▶ **WHAT TO PRODUCE**
Return the material below unchanged, line for line.

▶ **DATA RECORDS**
_____

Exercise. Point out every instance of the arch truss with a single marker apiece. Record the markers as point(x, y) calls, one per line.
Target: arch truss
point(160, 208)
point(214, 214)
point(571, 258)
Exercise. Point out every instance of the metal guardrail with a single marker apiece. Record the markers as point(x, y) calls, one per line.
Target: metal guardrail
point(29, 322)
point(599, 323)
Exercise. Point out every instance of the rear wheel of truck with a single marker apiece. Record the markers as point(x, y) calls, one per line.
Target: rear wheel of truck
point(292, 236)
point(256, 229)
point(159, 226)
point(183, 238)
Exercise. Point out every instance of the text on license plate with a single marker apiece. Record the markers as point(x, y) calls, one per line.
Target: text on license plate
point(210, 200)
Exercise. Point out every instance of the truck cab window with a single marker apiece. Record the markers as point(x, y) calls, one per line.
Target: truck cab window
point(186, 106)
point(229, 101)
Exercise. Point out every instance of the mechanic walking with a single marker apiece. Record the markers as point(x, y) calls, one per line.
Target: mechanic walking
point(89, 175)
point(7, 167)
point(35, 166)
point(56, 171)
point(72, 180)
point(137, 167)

_____

▶ **ANSWER TO THE TASK**
Exercise. Point out every instance of the arch truss with a single marker apiece. Record the markers as point(x, y) calls, one per line.
Target: arch truss
point(160, 208)
point(214, 214)
point(571, 258)
Exercise. Point out every instance of the metal guardrail with a single marker apiece. Record the markers as point(x, y) calls, one per line.
Target: metal guardrail
point(29, 322)
point(599, 323)
Exercise. Point out every instance of the rear wheel of truck with a single marker apiece. Record the markers as point(x, y) calls, one per line.
Target: rear wheel of truck
point(292, 236)
point(256, 229)
point(159, 226)
point(183, 238)
Exercise. Point out every instance of the text on license plate with a single marker apiece. Record the markers as point(x, y) calls, one per line.
Target: text on license plate
point(210, 200)
Exercise. Point out every instance of the truck cab window with a single marker apiece. Record the markers as point(x, y) calls, one per line.
Target: truck cab window
point(186, 106)
point(229, 101)
Exercise. Point out every instance of the mechanic walking with a single marker apiece. Record the markers as point(x, y) calls, one per line.
Target: mechanic walking
point(89, 175)
point(7, 167)
point(35, 166)
point(56, 171)
point(72, 180)
point(137, 167)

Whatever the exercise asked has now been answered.